All lines from the one that contains "box: [642, 663, 864, 834]" through the final line of the entries must be repeated exactly. No other lines belong in the output.

[Stored data entries]
--- START ---

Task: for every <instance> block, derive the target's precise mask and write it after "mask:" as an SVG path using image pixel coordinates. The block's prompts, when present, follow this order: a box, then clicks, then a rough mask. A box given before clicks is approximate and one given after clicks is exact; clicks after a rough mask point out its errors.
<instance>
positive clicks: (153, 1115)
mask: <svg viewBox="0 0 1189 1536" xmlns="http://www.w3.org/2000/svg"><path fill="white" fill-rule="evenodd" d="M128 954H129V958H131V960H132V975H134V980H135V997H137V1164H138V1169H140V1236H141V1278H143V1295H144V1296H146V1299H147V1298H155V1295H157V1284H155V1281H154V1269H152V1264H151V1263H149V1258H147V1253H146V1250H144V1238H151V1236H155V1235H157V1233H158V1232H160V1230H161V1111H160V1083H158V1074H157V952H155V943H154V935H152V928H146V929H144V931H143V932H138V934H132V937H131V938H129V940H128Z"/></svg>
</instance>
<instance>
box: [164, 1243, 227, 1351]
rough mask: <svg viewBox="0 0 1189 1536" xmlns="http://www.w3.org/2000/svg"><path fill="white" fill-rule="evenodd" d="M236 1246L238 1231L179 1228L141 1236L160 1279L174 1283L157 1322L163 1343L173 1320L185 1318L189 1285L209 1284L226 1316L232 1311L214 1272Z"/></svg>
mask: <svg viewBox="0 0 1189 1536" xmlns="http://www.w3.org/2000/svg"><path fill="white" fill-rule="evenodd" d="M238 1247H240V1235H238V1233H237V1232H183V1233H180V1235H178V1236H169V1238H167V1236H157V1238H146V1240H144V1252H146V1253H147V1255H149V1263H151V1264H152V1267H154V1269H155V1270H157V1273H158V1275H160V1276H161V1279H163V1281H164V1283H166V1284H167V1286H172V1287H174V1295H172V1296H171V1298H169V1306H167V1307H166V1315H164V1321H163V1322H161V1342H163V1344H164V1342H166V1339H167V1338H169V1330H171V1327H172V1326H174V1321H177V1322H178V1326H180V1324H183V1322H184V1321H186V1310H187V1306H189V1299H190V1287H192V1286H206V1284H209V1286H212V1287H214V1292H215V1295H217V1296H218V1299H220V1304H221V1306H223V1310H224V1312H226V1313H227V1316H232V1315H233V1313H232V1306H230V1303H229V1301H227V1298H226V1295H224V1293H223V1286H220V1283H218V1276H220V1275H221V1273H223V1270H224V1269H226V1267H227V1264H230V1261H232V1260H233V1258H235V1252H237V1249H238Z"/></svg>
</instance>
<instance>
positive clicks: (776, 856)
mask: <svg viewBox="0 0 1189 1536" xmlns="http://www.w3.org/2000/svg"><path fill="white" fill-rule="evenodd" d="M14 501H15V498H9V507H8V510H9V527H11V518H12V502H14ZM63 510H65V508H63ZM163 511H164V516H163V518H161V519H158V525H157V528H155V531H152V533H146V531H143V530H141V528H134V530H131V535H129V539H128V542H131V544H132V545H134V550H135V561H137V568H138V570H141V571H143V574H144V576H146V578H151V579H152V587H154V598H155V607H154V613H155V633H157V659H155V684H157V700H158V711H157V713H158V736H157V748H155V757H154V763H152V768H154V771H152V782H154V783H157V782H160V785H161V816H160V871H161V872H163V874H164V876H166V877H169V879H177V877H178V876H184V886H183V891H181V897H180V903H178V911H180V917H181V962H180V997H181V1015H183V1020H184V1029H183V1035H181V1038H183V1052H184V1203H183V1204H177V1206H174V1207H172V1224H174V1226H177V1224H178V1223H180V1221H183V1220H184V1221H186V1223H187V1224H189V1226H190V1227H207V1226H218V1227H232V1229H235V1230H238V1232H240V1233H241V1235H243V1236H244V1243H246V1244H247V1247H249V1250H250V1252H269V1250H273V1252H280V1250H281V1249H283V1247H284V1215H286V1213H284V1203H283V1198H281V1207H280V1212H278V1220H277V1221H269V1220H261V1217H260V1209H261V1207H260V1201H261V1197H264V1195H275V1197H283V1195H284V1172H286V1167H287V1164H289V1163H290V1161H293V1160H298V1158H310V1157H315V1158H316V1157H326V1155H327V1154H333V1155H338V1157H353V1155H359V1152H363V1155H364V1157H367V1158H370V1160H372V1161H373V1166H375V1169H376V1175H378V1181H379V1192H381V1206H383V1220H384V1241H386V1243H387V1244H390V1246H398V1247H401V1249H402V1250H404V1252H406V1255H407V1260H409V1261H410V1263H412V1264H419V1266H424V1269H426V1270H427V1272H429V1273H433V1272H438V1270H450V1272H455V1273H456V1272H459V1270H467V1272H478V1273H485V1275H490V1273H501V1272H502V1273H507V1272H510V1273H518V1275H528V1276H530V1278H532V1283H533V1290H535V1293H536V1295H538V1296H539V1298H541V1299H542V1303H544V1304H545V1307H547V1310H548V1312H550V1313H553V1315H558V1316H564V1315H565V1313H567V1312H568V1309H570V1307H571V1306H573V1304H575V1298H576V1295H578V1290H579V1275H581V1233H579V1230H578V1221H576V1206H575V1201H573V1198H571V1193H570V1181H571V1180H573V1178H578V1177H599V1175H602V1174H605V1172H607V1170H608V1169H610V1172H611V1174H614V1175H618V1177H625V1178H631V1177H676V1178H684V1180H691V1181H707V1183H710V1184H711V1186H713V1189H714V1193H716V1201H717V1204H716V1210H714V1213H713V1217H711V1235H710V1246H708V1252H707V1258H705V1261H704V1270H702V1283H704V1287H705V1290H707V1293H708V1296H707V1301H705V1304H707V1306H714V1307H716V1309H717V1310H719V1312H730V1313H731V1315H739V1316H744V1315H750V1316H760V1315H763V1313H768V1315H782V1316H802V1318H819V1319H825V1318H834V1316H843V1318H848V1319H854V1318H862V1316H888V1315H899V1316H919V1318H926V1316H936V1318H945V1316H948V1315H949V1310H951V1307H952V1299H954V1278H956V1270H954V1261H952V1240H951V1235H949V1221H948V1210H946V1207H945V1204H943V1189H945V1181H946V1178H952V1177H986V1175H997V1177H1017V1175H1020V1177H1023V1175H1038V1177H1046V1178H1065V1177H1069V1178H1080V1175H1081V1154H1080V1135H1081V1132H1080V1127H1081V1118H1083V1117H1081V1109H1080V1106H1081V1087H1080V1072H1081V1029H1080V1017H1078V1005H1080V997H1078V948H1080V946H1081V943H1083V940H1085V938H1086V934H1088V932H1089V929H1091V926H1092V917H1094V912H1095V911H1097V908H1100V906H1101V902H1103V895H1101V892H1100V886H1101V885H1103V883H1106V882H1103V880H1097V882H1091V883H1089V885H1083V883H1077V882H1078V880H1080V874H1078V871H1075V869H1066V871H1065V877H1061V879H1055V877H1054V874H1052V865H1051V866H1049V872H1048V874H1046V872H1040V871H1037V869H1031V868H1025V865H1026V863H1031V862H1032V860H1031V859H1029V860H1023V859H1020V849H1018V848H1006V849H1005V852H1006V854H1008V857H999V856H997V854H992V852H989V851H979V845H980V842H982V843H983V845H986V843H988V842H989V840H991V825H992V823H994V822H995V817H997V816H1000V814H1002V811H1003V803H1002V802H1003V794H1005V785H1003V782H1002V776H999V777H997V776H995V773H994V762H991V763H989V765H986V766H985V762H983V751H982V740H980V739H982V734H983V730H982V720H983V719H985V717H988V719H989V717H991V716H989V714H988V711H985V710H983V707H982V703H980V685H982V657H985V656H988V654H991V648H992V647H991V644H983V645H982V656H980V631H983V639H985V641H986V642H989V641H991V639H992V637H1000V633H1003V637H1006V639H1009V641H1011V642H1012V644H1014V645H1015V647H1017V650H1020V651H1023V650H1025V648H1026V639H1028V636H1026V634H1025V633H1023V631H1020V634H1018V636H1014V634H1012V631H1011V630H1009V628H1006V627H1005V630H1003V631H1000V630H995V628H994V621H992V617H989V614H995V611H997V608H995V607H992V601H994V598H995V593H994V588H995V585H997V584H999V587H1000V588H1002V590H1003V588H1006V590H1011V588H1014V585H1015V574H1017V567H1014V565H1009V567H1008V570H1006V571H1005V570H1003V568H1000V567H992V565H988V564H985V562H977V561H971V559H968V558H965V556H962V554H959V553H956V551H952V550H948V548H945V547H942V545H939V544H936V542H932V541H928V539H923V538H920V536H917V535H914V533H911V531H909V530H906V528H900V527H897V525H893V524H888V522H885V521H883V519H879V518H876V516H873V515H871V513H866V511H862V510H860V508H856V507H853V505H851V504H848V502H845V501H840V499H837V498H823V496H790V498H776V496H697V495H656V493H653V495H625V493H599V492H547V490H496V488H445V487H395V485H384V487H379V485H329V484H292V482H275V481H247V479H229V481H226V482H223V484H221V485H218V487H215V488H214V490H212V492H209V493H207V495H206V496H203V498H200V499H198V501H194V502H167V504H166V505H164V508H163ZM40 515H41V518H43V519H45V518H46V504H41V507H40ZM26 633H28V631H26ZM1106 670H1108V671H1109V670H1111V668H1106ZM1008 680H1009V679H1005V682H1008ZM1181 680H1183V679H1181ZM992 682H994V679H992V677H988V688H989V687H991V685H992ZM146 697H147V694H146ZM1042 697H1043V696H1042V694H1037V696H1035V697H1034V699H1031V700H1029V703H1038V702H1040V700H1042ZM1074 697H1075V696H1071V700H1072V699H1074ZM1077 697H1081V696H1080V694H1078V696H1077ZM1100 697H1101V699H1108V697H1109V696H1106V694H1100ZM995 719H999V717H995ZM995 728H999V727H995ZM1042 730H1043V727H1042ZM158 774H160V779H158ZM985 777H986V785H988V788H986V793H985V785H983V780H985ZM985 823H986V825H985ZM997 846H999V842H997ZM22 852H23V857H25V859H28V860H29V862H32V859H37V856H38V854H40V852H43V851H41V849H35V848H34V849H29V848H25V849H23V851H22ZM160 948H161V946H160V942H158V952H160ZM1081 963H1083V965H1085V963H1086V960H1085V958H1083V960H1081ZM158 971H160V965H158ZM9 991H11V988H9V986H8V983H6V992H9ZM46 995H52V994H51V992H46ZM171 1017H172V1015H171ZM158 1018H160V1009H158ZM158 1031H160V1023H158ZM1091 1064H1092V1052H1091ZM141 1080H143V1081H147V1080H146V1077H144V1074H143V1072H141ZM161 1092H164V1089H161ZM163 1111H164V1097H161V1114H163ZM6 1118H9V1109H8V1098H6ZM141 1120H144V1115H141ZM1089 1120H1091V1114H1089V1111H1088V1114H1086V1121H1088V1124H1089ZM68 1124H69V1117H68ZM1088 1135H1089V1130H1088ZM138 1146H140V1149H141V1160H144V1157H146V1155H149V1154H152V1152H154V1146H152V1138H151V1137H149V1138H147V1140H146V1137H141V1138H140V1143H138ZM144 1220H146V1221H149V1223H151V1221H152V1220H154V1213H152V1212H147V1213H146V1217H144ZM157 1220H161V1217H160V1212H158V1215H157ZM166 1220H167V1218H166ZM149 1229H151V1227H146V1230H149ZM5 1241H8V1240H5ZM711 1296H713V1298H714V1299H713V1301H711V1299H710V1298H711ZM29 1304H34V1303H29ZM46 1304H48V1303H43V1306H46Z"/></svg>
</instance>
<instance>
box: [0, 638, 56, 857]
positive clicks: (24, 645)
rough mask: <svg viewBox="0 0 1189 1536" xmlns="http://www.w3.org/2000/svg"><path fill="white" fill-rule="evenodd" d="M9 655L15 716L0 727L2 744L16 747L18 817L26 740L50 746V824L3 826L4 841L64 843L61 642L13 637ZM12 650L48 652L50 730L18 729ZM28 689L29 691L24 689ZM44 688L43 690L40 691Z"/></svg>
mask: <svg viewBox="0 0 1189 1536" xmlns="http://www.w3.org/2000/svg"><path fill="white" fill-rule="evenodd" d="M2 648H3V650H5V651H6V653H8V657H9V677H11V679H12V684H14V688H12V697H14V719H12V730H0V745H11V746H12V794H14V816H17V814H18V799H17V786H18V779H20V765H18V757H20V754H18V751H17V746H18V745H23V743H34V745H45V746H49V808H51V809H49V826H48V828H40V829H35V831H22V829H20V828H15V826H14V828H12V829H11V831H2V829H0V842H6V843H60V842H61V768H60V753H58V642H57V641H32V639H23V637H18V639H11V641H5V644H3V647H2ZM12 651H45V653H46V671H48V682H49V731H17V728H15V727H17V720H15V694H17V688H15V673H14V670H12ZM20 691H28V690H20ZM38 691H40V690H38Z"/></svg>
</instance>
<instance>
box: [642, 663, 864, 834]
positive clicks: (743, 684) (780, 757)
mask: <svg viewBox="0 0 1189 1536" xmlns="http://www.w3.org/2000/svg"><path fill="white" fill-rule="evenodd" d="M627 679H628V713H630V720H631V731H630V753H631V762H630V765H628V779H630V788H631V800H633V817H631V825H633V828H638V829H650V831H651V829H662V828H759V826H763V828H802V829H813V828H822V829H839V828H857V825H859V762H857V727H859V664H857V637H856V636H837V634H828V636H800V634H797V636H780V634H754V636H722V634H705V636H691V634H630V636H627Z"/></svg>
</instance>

--- END ---

[Solution to this problem]
box: [642, 663, 864, 834]
positive clicks: (743, 684) (780, 757)
mask: <svg viewBox="0 0 1189 1536" xmlns="http://www.w3.org/2000/svg"><path fill="white" fill-rule="evenodd" d="M627 679H628V713H630V720H631V731H630V753H631V762H630V765H628V779H630V788H631V800H633V817H631V825H633V828H638V829H650V831H651V829H662V828H759V826H763V828H802V829H813V828H822V829H839V828H857V825H859V762H857V727H859V664H857V637H856V636H837V634H828V636H800V634H797V636H780V634H754V636H722V634H705V636H691V634H630V636H627Z"/></svg>
</instance>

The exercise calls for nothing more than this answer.